** START OF Excerpted text **
Michelle Richmond is the author of six books. Her new novel, Golden State, and her new story collection, Hum, winner of the Catherine Doctorow Innovative Fiction Prize, were published in Spring of 2014. Her previous books include the award-winning story collection The Girl in the Fall-Away Dress, the novels Dream of the Blue Room and No One You Know, and the New York Times and international bestseller The Year of Fog.
Michelle has received the Hillsdale Award for Fiction from the Fellowship of Southern Writers, the Associated Writing Programs Award, and the Mississippi Review Fiction Prize. Her stories and essays have appeared in Glimmer Train, the Oxford American, the Wall Street Journal, Salon, Playboy, The Guardian, The Believer, Best American Fantasy, The Kenyon Review, The Missouri Review, and many magazines and anthologies.
** END OF Excerpted text **
** START OF Information shown **
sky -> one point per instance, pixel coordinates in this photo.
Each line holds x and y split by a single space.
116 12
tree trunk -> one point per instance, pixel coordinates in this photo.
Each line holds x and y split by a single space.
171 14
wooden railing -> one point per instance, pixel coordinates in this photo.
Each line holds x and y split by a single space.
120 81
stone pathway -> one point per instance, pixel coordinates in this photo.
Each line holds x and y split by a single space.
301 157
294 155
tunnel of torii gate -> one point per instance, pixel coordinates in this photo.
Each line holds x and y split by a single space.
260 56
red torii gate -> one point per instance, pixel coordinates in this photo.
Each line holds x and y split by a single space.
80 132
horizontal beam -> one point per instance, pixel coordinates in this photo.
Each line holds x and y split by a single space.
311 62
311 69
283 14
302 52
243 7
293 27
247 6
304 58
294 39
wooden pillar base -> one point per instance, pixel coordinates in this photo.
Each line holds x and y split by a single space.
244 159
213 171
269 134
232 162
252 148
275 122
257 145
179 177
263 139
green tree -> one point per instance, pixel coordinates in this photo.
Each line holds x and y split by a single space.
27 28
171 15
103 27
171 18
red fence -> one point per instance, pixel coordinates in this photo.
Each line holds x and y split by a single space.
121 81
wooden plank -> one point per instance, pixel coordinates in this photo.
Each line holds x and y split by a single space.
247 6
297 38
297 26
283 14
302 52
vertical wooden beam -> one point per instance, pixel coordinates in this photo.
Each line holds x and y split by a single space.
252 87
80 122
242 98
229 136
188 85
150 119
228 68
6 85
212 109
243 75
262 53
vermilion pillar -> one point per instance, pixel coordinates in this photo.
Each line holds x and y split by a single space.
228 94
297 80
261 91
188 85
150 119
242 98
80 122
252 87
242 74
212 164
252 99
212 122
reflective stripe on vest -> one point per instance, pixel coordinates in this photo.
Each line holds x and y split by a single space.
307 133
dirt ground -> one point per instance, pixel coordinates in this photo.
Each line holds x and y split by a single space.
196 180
** END OF Information shown **
▶ _Objective_
Translate this sentence from the author biography into Spanish: "Michelle Richmond is the author of six books." Rely solely on the author biography.

▶ _The result_
Michelle Richmond es autora de seis libros.